連結是一個在重慶工作的95後發的。小程式收錄了全國5萬個村莊的全景。評論區不止一個人說,好幾年沒回家了,從地圖上看見老房子,很感動。高澤鵬點進去,選中山東聊城下的老家縣城,街道、河流、田地,一清二楚。
在城市或網際網路上,老家的存在感都不高。剛定居青島時,高澤鵬搜導航,看怎麼回家最方便,發現村子在地圖上,只是冰冷的線條。在青島,他也很少和身邊人聊起對家鄉的感情。
這次從飛鳥的俯瞰視角,他看到了村裡“井”字布開的小路,還有家裡新粉刷的藍色屋頂。他把連結轉到表兄妹群,在上海工作的表妹認不出哪裡是奶奶家,高澤鵬圈給她看。表妹感慨:沒想到你對老家這麼熟悉,感情這麼深。高澤鵬還想找廁所和豬圈,可惜看不清院子的細節,只能看到方形輪廓,但他已經很滿足了。

> **作業題目 1**
請用兩句話概括這段關於從全景地圖看老家的文字。
> **作業題目 2**
請抄錄這段關於從全景地圖看老家的文字,從“連結是一個在重慶工作的95後”一直抄到“方形輪廓,但他已經很滿足了。”。
以下資料取自另一來源。

> **儲存資料**
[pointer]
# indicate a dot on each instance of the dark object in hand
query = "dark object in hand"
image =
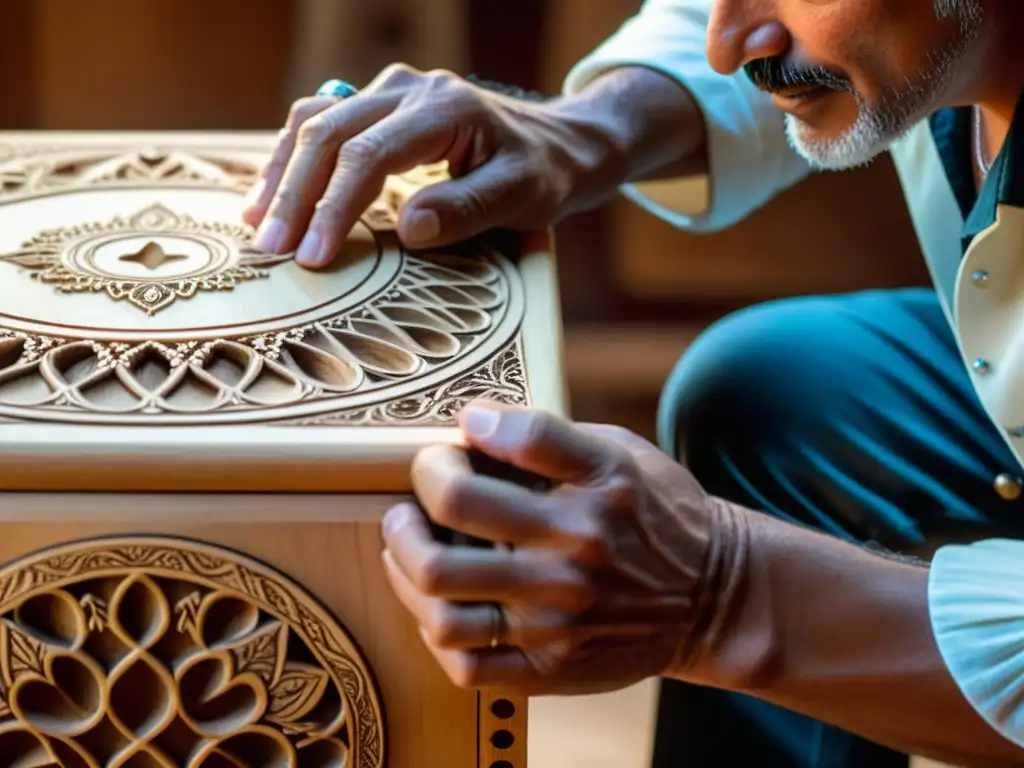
(508, 90)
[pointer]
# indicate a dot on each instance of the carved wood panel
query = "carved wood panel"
(162, 651)
(131, 294)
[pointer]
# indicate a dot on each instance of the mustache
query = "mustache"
(774, 74)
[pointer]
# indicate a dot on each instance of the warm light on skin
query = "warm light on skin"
(886, 66)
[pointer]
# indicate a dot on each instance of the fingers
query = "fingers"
(484, 507)
(259, 198)
(539, 442)
(471, 626)
(316, 145)
(399, 142)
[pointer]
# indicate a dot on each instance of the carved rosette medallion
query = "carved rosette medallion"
(165, 652)
(159, 311)
(95, 257)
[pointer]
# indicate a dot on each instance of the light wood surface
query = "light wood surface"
(430, 723)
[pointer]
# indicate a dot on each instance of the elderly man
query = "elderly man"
(890, 418)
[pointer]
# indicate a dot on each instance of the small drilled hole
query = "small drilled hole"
(503, 709)
(502, 739)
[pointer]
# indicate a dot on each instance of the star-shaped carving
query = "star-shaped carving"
(153, 256)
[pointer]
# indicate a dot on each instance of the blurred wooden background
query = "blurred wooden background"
(630, 283)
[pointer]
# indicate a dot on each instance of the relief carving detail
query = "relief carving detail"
(87, 258)
(165, 652)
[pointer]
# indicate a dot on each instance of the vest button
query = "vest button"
(1008, 486)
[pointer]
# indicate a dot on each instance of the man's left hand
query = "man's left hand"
(597, 585)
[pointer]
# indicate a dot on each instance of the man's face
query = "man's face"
(852, 76)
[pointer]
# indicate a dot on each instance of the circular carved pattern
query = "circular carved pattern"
(438, 326)
(127, 258)
(163, 652)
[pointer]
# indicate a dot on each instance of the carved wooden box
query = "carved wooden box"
(198, 443)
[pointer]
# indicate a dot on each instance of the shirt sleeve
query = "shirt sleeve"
(750, 158)
(976, 601)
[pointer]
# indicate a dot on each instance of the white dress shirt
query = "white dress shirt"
(976, 593)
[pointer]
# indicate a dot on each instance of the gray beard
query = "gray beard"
(878, 127)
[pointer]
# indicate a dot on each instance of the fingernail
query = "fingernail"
(421, 226)
(253, 196)
(270, 236)
(394, 519)
(310, 253)
(480, 422)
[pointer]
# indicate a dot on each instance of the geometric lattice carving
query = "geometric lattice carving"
(420, 333)
(163, 652)
(501, 380)
(437, 307)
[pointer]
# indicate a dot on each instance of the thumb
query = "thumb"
(536, 441)
(461, 208)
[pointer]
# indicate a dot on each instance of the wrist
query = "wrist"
(719, 598)
(638, 125)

> **解答內容 1**
高澤鵬點開一位在重慶工作的95後分享的小程式連結,在收錄全國5萬個村莊全景的地圖上找到山東聊城的老家,看清了村裡“井”字布開的小路和家裡新粉刷的藍色屋頂。他把連結轉到表兄妹群,替認不出奶奶家的表妹圈出位置,雖然看不清院子的細節,但已經很滿足。

> **解答內容 2**
連結是一個在重慶工作的95後發的。小程式收錄了全國5萬個村莊的全景。評論區不止一個人說,好幾年沒回家了,從地圖上看見老房子,很感動。高澤鵬點進去,選中山東聊城下的老家縣城,街道、河流、田地,一清二楚。
在城市或網際網路上,老家的存在感都不高。剛定居青島時,高澤鵬搜導航,看怎麼回家最方便,發現村子在地圖上,只是冰冷的線條。在青島,他也很少和身邊人聊起對家鄉的感情。
這次從飛鳥的俯瞰視角,他看到了村裡“井”字布開的小路,還有家裡新粉刷的藍色屋頂。他把連結轉到表兄妹群,在上海工作的表妹認不出哪裡是奶奶家,高澤鵬圈給她看。表妹感慨:沒想到你對老家這麼熟悉,感情這麼深。高澤鵬還想找廁所和豬圈,可惜看不清院子的細節,只能看到方形輪廓,但他已經很滿足了。